Cuellar (2000) has described acculturation as a moderator variable between personality and behavior, and culture as "learned behavior transmitted from one generation to the next" (p. 115). When an individual leaves one culture andjoins a second, a transition is generally needed. This transition is, at least in part, acculturation. "Most psychological research defines the construct of acculturation as the product of learning due to contacts between the members of two or more groups" (Marín, 1992, p. 345). Learning the language of the new culture is only one of the more obvious aspects of acculturation. It also involves learning the history and traditions of the new culture, changing personally meaningful behaviors in one's life (including the use of one's language), and changing norms, values, worldview, and interaction patterns (Marín).
In practice settings, when considering the test performance of an individual who is not from the culture in which the assessment instrument was developed, one needs to consider the individual's level of acculturation. Many variables have been shown to be influenced by the level of acculturation in the individual being assessed. Sue, Keefe, Enomoto, Durvasula, and Chao (1996), for example, found that acculturation affected scales on the MMPI-2. It has also been shown that one's level of acculturation affects personality scales to the extent that these differences could lead to different diagnoses and, perhaps, hospitalization decisions (Cuéllar, 2000).
Keitel et al. (1996) have provided guidelines for conducting ethical multicultural assessments. Included among these guidelines are assessing acculturation level, selecting tests appropriate for the culture of the test taker, administering tests in an unbiased fashion, and interpreting results appropriately and in a manner that a client can understand. Dana (1993) and Moreland (1996) concur that acculturation should be assessed as a part of an in-depth evaluation. They suggest, as well, that the psychologist first assess an individual's acculturation and then use instruments appropriate for the individual's dominant culture. Too often, they fear, psychologists use instruments from the dominant culture and with which the psychologist is more likely to be familiar. They also propose that a psychologist dealing with a client who is not fully acculturated should consider test results with respect to the individual's test sophistication, motivation, and other psychological factors that may be influenced by the level of his or her acculturation. Because of the importance of learning to deal with clients who are not from dominant cultures, it has been argued that in training psychologists and other humanservice professionals, practicums should provide students with access to clients from different cultures (Geisinger & Carlson, 1998; Keitel et al., 1996).
There are many measures of acculturation. Measurement is complex, in part because it is not a unidimensional characteristic (even though many measures treat it as such). Discussion of this topic is beyond the scope of the present chapter;
however, the interested reader is referred to Cuellar (2000), Marin (1992), or Olmeda (1979).
The translation and adaptation of tests was one of the most discussed testing issues in the 1990s. The decade ended with a major conference held in Washington, DC, in 1999 called the "International Conference on Test Adaptation: Adapting Tests for Use in Multiple Languages and Cultures." The conference brought together many of the leaders in this area of study for an exchange of ideas. In a decade during which many tests had been translated and adapted, and some examples of poor testing practice had been noted, one of the significant developments was the publication of the International Test Commission guidelines on the adapting of tests. These guidelines, which appear as the appendix to this chapter, summarize some of the best thinking on test adaptation. They may also be found in annotated form in Hamble-ton (1999) and van de Vijver and Leung (1997). The term test adaptation also took prominence during the last decade of the twentieth century; previously, the term test translation had been dominant. This change was based on the more widespread recognition that changes to tests were needed to reflect both cultural differences and language differences. These issues have probably long been known in the cross-cultural psychology profession, but less so in the field of testing. (For excellent treatments on the translation of research materials, see Brislin, 1980, 1986.)

» **Region descriptions in natural language**:
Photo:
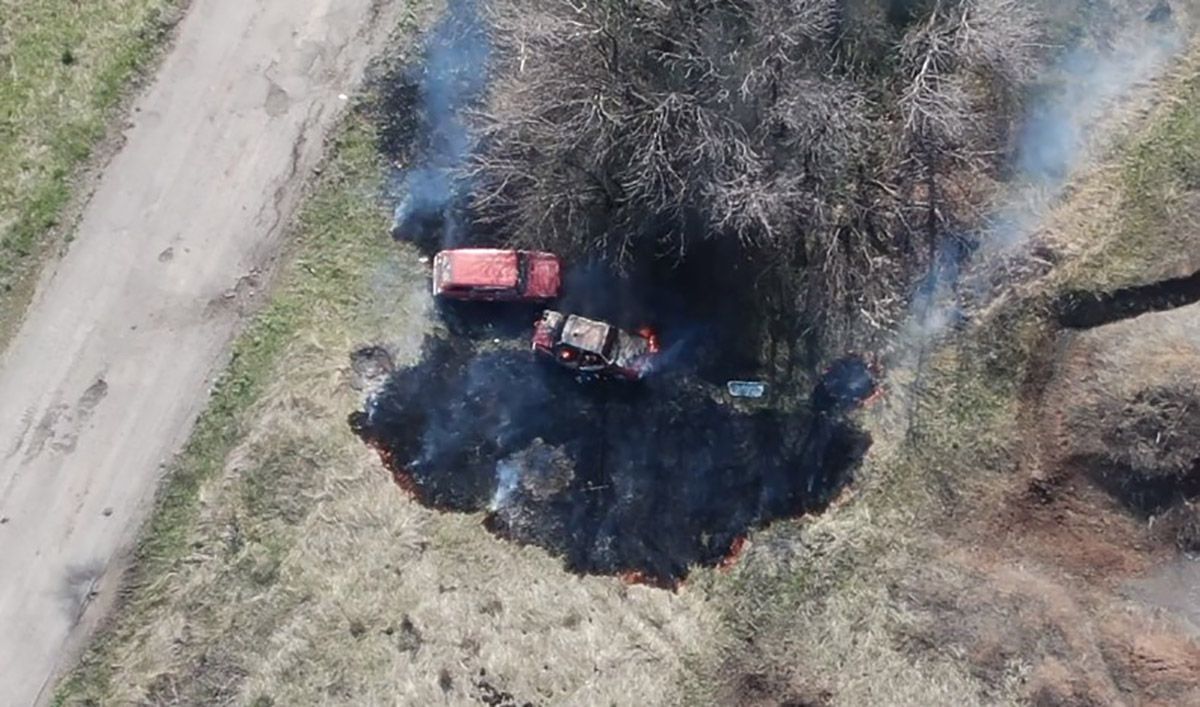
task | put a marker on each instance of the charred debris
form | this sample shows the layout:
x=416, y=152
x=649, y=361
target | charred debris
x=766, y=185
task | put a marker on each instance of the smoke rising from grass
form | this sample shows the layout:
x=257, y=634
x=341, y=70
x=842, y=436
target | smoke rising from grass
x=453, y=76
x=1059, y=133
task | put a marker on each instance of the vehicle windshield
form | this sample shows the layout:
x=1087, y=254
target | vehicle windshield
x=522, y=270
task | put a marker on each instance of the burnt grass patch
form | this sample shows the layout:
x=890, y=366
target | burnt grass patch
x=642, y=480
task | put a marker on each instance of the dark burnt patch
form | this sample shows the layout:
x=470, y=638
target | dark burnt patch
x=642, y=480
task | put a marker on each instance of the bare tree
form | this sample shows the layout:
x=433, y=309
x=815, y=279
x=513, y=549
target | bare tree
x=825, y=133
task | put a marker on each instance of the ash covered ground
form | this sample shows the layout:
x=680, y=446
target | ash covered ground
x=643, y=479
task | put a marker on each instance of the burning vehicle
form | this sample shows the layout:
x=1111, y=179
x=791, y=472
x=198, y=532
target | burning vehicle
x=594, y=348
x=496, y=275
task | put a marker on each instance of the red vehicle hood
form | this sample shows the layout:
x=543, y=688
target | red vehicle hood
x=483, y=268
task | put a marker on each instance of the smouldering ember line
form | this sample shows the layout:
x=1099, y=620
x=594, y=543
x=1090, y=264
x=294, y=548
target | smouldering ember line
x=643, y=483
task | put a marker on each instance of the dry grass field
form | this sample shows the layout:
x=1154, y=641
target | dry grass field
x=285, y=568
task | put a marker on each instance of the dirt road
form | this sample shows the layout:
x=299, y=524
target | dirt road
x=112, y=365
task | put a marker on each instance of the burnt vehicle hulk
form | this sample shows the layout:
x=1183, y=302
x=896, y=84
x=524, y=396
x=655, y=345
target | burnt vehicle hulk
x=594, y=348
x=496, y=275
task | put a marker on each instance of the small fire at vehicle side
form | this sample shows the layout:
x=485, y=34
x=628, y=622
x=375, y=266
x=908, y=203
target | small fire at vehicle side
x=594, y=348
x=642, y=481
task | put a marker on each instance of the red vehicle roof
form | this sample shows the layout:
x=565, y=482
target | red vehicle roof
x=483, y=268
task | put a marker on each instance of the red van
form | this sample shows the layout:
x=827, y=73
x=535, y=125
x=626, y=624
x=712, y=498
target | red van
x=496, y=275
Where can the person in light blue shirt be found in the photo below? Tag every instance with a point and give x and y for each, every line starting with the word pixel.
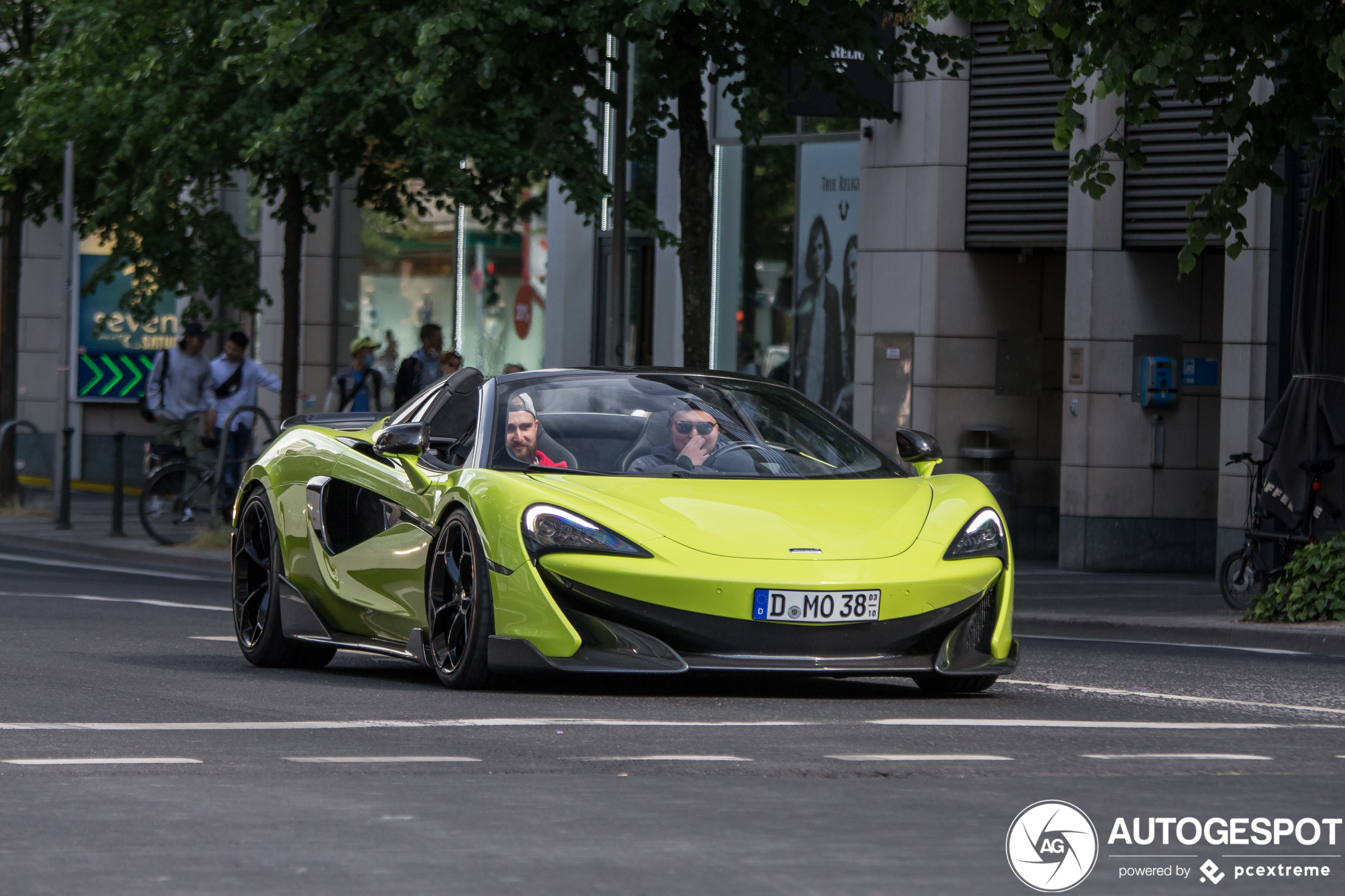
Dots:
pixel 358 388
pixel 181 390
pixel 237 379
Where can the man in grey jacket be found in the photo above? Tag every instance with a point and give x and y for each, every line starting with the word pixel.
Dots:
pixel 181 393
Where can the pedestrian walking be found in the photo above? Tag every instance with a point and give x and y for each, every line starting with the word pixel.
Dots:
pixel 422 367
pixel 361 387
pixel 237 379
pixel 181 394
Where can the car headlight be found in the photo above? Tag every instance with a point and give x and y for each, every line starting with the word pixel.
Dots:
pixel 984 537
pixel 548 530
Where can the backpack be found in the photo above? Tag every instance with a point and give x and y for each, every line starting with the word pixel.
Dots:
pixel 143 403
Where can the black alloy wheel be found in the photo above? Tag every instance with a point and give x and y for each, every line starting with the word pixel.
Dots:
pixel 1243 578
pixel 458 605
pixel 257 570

» **Task set**:
A) Answer these questions from the text on acculturation and test adaptation:
(i) According to the quotation from Marín (1992), how does most psychological research define the construct of acculturation?
(ii) On which instrument did Sue, Keefe, Enomoto, Durvasula, and Chao (1996) find that acculturation affected scales?
(iii) In what year and in what city was the "International Conference on Test Adaptation" held?
B) Copy the text on acculturation and test adaptation from "Cuellar (2000) has" up to and including "interaction patterns (Marín).", and switch "moderator variable" to "mediating variable".
The listing is material separate from the text on acculturation and test adaptation.

» **Your responses**:
A)
(i) As the product of learning due to contacts between the members of two or more groups.
(ii) The MMPI-2.
(iii) In 1999, in Washington, DC.

B)
Cuellar (2000) has described acculturation as a mediating variable between personality and behavior, and culture as "learned behavior transmitted from one generation to the next" (p. 115). When an individual leaves one culture andjoins a second, a transition is generally needed. This transition is, at least in part, acculturation. "Most psychological research defines the construct of acculturation as the product of learning due to contacts between the members of two or more groups" (Marín, 1992, p. 345). Learning the language of the new culture is only one of the more obvious aspects of acculturation. It also involves learning the history and traditions of the new culture, changing personally meaningful behaviors in one's life (including the use of one's language), and changing norms, values, worldview, and interaction patterns (Marín).